───── PASSAGE PROVIDED ─────
I am new to the Azure data factory and looking to copy CSV data into my table having a foreign key relationship. Here are my tables:
Customer table
CREATE TABLE [dbo].[Customer]
(
[Id] UNIQUEIDENTIFIER NOT NULL PRIMARY KEY, -- Primary Key column
[CustomerNumber] NVARCHAR(50) NOT NULL,
[FirstName] NVARCHAR(50) NOT NULL,
[LastName] NVARCHAR(50) NOT NULL,
[CreatedOn] datetime,
[CreatedBy] NVARCHAR(255),
[ModifiedOn] datetime,
[ModifiedBy] NVARCHAR(255)
);
GO
-- Insert rows into table 'Customer' in schema '[dbo]'
INSERT INTO [dbo].[Customer]
VALUES
(
NEWID(),'Tom123', 'Tom', 'Shehu',GETDATE(),'test',GETDATE(),'admin'
),
(
NEWID(),'Harol234', 'Harold', 'Haoxa',GETDATE(),'test',GETDATE(),'admin'
),
(
NEWID(),'Peter345', 'Peter', 'Begu',GETDATE(),'test',GETDATE(),'admin'
),
(
NEWID(),'Marlin09', 'Marlin', 'Hysi',GETDATE(),'test',GETDATE(),'admin'
)
GO
Product Table
CREATE TABLE [dbo].[Product]
(
[Id] UNIQUEIDENTIFIER NOT NULL PRIMARY KEY, -- Primary Key column
[Name] NVARCHAR(50) NOT NULL,
[ErpNumber] NVARCHAR(50) NOT NULL,
[Description] NVARCHAR(50) NOT NULL,
[CreatedOn] datetime,
[CreatedBy] NVARCHAR(255),
[ModifiedOn] datetime,
[ModifiedBy] NVARCHAR(255)
);
GO
-- Insert rows into table 'Product' in schema '[dbo]'
INSERT INTO [dbo].[Product]
VALUES
(
NEWID(), 'EI500CMZ', 'EI500CMZ','7-Day test product',GETDATE(),'Tom',GETDATE(),'Tom'
),
(
NEWID(), 'ST0SMX', 'ST0SMX','7-Day heavy duty product',GETDATE(),'Tom',GETDATE(),'Tom'
),
(
NEWID(), 'EH30MZ', 'EH30MZ','Electronic water test product',GETDATE(),'Tom',GETDATE(),'Tom'
)
CustomerProduct table
CREATE TABLE [dbo].[CustomerProduct]
(
[Id] UNIQUEIDENTIFIER NOT NULL PRIMARY KEY, -- Primary Key column
[CustomerId] UNIQUEIDENTIFIER NOT NULL,
[ProductId] UNIQUEIDENTIFIER NOT NULL,
[Name] NVARCHAR(255) NOT NULL,
[CreatedOn] datetime,
FOREIGN KEY(CustomerId) REFERENCES Customer(Id),
FOREIGN KEY(ProductId) REFERENCES Product(Id)
───── DATA ENTRIES ─────
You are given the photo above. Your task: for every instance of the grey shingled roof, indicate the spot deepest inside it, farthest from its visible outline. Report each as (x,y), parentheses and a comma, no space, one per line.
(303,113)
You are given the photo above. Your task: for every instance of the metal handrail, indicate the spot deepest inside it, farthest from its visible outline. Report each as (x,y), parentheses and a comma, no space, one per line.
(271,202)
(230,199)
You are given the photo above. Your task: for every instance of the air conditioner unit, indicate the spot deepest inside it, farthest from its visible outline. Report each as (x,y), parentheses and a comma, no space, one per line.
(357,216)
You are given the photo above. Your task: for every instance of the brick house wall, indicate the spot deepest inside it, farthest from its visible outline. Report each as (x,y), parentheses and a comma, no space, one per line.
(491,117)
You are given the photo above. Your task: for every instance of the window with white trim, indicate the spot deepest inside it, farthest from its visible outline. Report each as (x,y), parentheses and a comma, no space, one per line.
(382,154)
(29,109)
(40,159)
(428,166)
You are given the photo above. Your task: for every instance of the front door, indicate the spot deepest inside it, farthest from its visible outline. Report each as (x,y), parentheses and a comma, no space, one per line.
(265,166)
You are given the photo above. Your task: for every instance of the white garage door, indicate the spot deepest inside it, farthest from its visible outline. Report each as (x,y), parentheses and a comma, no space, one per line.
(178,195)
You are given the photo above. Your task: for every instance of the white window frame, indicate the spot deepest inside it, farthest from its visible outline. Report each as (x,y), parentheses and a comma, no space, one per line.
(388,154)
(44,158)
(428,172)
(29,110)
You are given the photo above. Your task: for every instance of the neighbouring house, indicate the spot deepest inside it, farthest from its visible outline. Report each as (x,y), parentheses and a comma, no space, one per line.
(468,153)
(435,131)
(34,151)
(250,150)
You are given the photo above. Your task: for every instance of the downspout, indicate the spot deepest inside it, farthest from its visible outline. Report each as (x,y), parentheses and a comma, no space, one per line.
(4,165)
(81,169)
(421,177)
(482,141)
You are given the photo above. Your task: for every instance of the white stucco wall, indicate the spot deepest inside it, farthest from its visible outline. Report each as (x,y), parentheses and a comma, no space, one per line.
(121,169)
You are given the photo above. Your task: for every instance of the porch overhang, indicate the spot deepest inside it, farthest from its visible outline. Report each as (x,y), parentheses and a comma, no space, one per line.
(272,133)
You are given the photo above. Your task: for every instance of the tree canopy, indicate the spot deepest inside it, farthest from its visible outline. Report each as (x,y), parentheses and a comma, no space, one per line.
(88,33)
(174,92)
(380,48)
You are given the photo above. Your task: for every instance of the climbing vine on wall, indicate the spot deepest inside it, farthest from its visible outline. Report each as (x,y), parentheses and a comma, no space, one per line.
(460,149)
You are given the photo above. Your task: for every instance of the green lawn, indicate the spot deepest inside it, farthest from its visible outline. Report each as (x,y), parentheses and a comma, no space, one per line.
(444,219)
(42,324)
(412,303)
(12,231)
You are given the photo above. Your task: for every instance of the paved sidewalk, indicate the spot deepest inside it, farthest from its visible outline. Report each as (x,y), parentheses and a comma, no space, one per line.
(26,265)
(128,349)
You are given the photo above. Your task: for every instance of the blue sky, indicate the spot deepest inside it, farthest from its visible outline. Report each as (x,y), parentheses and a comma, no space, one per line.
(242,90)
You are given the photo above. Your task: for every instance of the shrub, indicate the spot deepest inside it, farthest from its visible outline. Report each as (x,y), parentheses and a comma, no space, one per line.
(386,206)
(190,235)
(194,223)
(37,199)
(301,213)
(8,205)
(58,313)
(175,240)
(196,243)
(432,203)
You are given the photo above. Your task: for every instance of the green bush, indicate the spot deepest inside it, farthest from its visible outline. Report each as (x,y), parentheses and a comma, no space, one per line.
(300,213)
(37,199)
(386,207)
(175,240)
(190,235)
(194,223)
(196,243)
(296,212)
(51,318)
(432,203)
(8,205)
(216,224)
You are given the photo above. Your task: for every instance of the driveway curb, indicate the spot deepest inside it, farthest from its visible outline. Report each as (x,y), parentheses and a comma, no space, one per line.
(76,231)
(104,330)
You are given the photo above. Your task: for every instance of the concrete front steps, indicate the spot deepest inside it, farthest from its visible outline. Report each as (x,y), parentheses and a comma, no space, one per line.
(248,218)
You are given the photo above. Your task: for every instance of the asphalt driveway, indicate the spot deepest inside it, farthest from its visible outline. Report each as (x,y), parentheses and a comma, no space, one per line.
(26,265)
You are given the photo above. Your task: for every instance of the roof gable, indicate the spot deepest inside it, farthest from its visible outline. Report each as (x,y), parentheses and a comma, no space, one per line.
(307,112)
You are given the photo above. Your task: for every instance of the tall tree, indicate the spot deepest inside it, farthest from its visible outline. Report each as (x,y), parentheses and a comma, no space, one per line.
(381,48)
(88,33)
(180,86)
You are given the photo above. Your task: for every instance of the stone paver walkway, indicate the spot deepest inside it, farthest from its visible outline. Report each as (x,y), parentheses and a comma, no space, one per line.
─────
* TASK:
Answer these questions from the post about copying CSV data into tables:
1. What length is set for the CreatedBy column in the Customer table?
2. What description is given for the product with ErpNumber 'ST0SMX'?
3. Which two columns in the CustomerProduct table are declared as foreign keys?
The rows have nothing to do with this.

* FINISHED TASK:
1. NVARCHAR(255)
2. 7-Day heavy duty product
3. CustomerId and ProductId